(Location labeling records)

_____

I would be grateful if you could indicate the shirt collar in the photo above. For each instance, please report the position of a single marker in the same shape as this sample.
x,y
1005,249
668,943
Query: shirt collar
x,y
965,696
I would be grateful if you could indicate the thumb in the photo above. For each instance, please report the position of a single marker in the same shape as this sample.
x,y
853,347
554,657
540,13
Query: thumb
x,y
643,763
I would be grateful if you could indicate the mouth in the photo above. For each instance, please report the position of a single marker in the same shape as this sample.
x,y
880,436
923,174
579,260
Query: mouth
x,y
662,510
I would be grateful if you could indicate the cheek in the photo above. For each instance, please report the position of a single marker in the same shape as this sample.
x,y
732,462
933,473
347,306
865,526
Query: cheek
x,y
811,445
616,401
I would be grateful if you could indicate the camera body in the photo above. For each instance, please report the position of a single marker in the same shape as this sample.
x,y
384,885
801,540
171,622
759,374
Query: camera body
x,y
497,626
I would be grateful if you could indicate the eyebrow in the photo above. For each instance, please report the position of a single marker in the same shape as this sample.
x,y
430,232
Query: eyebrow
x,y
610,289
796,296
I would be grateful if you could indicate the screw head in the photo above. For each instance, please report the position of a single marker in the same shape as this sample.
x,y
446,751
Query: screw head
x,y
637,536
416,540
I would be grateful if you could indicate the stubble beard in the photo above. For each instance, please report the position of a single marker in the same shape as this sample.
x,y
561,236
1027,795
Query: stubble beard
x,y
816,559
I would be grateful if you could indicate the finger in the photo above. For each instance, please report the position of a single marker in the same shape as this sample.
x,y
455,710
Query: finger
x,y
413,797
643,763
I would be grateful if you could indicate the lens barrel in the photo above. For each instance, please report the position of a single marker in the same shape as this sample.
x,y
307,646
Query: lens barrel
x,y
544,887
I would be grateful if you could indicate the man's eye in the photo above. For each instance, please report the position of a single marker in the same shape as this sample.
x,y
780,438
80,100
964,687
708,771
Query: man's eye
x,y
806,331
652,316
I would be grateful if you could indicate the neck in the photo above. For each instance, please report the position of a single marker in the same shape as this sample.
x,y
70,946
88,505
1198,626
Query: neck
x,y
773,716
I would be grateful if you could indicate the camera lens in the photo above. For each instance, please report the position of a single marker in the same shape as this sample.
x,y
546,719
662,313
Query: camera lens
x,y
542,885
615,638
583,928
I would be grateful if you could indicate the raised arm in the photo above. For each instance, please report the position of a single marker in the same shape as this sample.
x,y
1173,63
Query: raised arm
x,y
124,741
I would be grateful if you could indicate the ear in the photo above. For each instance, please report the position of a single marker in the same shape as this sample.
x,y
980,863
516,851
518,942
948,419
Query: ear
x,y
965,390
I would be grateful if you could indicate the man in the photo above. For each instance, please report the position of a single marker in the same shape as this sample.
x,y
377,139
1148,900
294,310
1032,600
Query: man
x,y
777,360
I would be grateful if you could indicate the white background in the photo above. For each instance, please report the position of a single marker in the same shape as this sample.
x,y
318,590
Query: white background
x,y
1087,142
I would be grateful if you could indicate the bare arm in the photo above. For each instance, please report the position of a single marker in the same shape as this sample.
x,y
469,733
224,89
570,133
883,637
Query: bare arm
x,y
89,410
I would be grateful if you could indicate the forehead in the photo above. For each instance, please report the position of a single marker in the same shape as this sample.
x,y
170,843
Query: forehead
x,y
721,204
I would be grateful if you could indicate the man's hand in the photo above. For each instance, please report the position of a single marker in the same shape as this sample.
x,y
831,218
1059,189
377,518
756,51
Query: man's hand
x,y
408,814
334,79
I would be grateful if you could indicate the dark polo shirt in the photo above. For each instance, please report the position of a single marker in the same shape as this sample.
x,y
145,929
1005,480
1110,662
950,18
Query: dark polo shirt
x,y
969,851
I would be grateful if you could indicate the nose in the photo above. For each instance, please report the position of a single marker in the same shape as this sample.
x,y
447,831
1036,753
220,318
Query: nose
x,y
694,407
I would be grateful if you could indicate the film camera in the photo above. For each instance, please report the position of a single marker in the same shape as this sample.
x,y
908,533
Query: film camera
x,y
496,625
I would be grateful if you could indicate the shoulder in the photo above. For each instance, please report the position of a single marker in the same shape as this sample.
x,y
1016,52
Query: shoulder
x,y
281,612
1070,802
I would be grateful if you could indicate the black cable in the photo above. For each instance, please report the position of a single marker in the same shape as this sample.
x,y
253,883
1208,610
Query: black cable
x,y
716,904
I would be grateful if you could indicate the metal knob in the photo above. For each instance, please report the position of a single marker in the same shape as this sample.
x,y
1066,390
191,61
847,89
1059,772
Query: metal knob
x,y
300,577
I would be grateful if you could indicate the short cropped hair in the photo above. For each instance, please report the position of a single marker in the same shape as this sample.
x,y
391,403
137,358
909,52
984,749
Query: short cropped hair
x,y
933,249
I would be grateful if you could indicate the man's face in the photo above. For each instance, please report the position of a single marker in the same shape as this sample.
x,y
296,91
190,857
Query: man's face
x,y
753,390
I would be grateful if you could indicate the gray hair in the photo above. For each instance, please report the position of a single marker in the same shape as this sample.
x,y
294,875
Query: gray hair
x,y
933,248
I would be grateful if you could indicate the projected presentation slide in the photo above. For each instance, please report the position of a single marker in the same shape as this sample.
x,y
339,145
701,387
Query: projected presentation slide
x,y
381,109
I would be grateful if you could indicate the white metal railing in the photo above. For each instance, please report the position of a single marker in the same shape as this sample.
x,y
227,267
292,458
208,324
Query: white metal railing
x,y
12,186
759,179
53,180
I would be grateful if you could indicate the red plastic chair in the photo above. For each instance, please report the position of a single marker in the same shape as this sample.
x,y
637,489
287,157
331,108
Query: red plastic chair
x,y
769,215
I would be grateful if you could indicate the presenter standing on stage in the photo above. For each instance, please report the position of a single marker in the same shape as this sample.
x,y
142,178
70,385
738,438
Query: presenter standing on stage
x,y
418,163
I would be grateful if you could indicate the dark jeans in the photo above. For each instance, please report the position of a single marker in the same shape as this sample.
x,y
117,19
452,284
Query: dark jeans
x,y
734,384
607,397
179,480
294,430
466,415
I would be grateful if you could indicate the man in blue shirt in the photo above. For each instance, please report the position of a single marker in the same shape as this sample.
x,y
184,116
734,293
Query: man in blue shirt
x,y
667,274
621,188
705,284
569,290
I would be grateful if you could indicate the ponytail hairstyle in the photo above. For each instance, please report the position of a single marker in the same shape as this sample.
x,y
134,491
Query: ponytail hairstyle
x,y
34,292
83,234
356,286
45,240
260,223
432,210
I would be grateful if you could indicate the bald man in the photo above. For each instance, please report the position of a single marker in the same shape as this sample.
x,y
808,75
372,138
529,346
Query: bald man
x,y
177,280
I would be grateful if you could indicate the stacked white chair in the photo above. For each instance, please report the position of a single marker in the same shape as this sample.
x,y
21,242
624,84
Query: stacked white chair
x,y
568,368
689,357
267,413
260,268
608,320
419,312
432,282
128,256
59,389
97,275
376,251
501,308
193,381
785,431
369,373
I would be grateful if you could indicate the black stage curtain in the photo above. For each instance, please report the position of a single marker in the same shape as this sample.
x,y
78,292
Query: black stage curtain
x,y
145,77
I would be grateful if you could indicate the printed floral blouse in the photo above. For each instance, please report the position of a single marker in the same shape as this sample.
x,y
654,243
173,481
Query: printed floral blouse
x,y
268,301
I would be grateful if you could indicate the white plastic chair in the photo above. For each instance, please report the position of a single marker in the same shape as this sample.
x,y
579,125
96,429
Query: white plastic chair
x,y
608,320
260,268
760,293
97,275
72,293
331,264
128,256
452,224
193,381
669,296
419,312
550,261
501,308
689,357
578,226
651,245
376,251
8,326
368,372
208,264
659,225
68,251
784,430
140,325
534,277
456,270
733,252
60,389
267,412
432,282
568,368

_____

PROMPT: Please quote the data above in full, with no line missing.

ANSWER FOR THE TASK:
I would be grateful if you could indicate the shirt collar in the photo above. For each instance, please report the position of a single marker in the same shape as this sample.
x,y
1005,249
668,943
Query: shirt collar
x,y
965,696
I would be grateful if you could indicate the thumb in the photo above. For each instance, please report the position of a single marker in the same shape as this sample.
x,y
853,347
554,657
540,13
Query: thumb
x,y
643,763
I would be grateful if you could indicate the mouth in the photo above. For each instance, please report the position of a single marker in the same shape as this sample.
x,y
880,436
923,174
579,260
Query: mouth
x,y
662,510
I would be grateful if you could indicate the cheek in the photo above. For each instance, please report the position of a single marker in the same shape as this sample.
x,y
732,462
933,473
347,306
865,526
Query: cheek
x,y
811,445
616,401
I would be grateful if you could indicate the camera body in the photo above. For each instance, please report the position of a single marker in the same shape as this sample.
x,y
384,885
801,540
171,622
759,374
Query: camera body
x,y
497,626
I would be grateful if you could indicate the eyebrow in the photo above. For each instance, please report the position of a single marker in the same shape as this sample.
x,y
430,232
Query: eyebrow
x,y
610,289
796,296
I would be grateful if you could indicate the screw head in the photo above. For each instance, please report the position of a single marker in the same shape as this sample.
x,y
446,751
Query: screw head
x,y
637,536
416,540
I would be grateful if you could indicate the stubble beard in the photo above. For each instance, please report the position of a single marker in the same shape as this sample.
x,y
561,236
1027,795
Query: stubble beard
x,y
816,559
I would be grateful if you could indicate the finger in the photo above. For each instance, please report the position of a single marker in the same shape as this sample.
x,y
455,710
Query: finger
x,y
413,797
643,763
I would be grateful if you could indicate the lens barrel in the photo above. For each instance, please report the position of a single marker in the same shape as this sample.
x,y
307,646
Query: lens barrel
x,y
544,887
I would be grateful if you could indicate the man's eye in the photo above. For each instance, please report the position of a single marker in the same shape as this sample.
x,y
780,438
80,100
964,687
708,771
Query: man's eye
x,y
806,331
652,316
I would be grateful if you could indicate the neck in the photo above. For each instance, please report the position of a single marker in the same shape as this sample.
x,y
70,946
88,505
1198,626
Query: neck
x,y
773,716
I would be grateful if you could indicate the camera lens in the photo above. For each instance, please report the position of a single marker in the same shape as this sample.
x,y
546,719
662,313
Query: camera lens
x,y
542,885
615,638
583,928
I would be grateful if you could indicate the raised arm in the photo above. For each instance, please report the position of a single marker in the same shape as this sample.
x,y
1173,63
Query: raised arm
x,y
124,741
I would be grateful if you could indicate the ear in the photo above. For each instance, please report the position of a single marker in the same shape as this sample.
x,y
980,863
516,851
518,942
948,419
Query: ear
x,y
965,390
I would be grateful if you could indicate the man in the photo above. For each instance, please report the position of a single marker in the same shape as this sample.
x,y
377,139
1148,900
294,310
1032,600
Query: man
x,y
777,360
I would be grateful if you could indicate the white background in the photo above. For each instance, please report the position of a single marker in the same shape as this sample.
x,y
318,590
Query: white background
x,y
1087,142
I would be grateful if you could indicate the bare arm in the photo above. For each instance, please report the position of a single marker in the same shape as this sample.
x,y
469,733
224,89
570,133
883,637
Query: bare arm
x,y
89,410
I would be grateful if you could indicate the forehead in the photo above. For each instance, please report the position of a single marker in the same shape as this sample.
x,y
170,843
Query: forehead
x,y
721,204
I would be grateful if you could indicate the man's hand in the photo above. For each instance, please report the position of a single marker in the same shape as this sample.
x,y
831,218
1059,189
377,518
756,51
Query: man's hand
x,y
408,814
334,79
I would be grateful if you could indicate the dark polo shirt in the photo above. For each instance, please report the position of a single marker in the same shape as this sample.
x,y
145,929
1005,480
1110,662
950,18
Query: dark polo shirt
x,y
969,851
I would be grateful if you could indicate the nose in the photo above. For each instance, please report the position of a single marker in the same shape as this sample.
x,y
447,831
1036,753
220,318
Query: nose
x,y
694,407
I would be grateful if you could indicate the film camera in the photo above. For each instance, please report the position of a single marker in the same shape as this sample.
x,y
908,533
Query: film camera
x,y
496,625
I would be grateful if you could indicate the shoulder in the photo above. For each instance, please report the position of a single marker in the same shape as this sample.
x,y
1016,52
Query: shoulder
x,y
281,612
1070,802
I would be grateful if you could indicate the black cable in the photo above. For each instance, please report the position of a single marker in the same shape as this sample.
x,y
253,883
1208,610
Query: black cable
x,y
716,904
I would be grateful if you could indicate the metal knob in the photo above. For each instance, please report the position of a single marker in the same shape as this sample.
x,y
1066,390
191,61
847,89
1059,772
Query: metal knob
x,y
300,577
I would be grateful if you could indicate the short cropped hair in the photo above. For each instance, please report the position of a single marker in the same shape as this sample.
x,y
391,403
137,358
909,52
984,749
Query: short cropped hair
x,y
933,249
I would be grateful if you could indicate the man's face in the photo above. For each instance, please report the position of a single marker in the same shape as this sample.
x,y
296,91
190,857
Query: man's face
x,y
753,390
I would be grateful if you could indicate the gray hair in the photo above. For each instance, please report the position of a single marker in the same shape as this sample.
x,y
294,875
Query: gray hair
x,y
933,248
I would be grateful if you could indicate the projected presentation slide in the photo above. For each instance, please report the position of a single marker in the same shape as this sample.
x,y
339,145
701,387
Query: projected presentation slide
x,y
381,109
I would be grateful if you could indicate the white metal railing in the photo above. For each instance, please report the position of a single marker in the same shape as this sample.
x,y
227,267
292,458
208,324
Query: white metal railing
x,y
12,186
759,179
53,180
I would be grateful if you could indicate the red plastic chair in the photo above. For each instance, please report the position of a single marker in the same shape as this sample.
x,y
637,489
287,157
331,108
Query: red plastic chair
x,y
769,215
I would be grateful if you could indicate the presenter standing on stage in the photo above. For each instance, please report the position of a single marker in the same shape as this sample.
x,y
142,178
70,385
738,438
Query: presenter standing on stage
x,y
418,163
I would be grateful if you could indicate the dark jeans in the photo above. For each instance, please report the position of a single marker in the same shape as this sample.
x,y
117,19
452,284
Query: dark jeans
x,y
734,384
607,397
179,480
294,430
466,415
I would be grateful if you could indicate the man in blue shirt in the photo above. For each instance, please report the position of a single marker in the same shape as this sample.
x,y
184,116
734,293
Query: man in blue shirt
x,y
667,274
621,188
705,284
569,290
I would be grateful if you could indicate the ponytail hairstyle in the photo above. For each instance, please report the position of a single marker in the same shape as this sample.
x,y
134,491
Query: ponytail hairstyle
x,y
34,292
83,234
356,286
45,240
260,223
432,210
I would be grateful if you could indicate the bald man in the photo above. For each instance, please report the position of a single marker in the same shape as this sample.
x,y
808,75
372,138
529,346
Query: bald man
x,y
177,280
I would be grateful if you could indicate the stacked white chair in the photo above. For each instance, please report the position of a single marker in the same shape as this sample.
x,y
21,242
624,84
Query: stacked white chair
x,y
568,368
689,357
267,413
260,268
608,320
419,312
432,282
128,256
59,389
97,275
376,251
501,308
193,381
785,431
369,373
I would be grateful if you could indicate the black stage curtain in the photo above. For each instance, please report the position of a single marker in the same shape as this sample.
x,y
78,292
Query: black stage curtain
x,y
145,77
I would be grateful if you could indicate the printed floral blouse in the photo above. For each instance, please report the position of a single marker in the same shape as this sample.
x,y
654,243
173,481
Query: printed floral blouse
x,y
268,301
I would be grateful if you could indicate the white plastic chair in the photo above. For each instance, please report the position of a single marker in the same shape as this sample.
x,y
579,125
96,429
Query: white plastic chair
x,y
608,320
260,268
760,293
97,275
72,293
331,264
128,256
452,224
193,381
669,296
419,312
550,261
501,308
689,357
578,226
651,245
376,251
8,326
368,372
208,264
659,225
68,251
784,430
140,325
534,277
456,270
733,252
60,389
267,412
432,282
568,368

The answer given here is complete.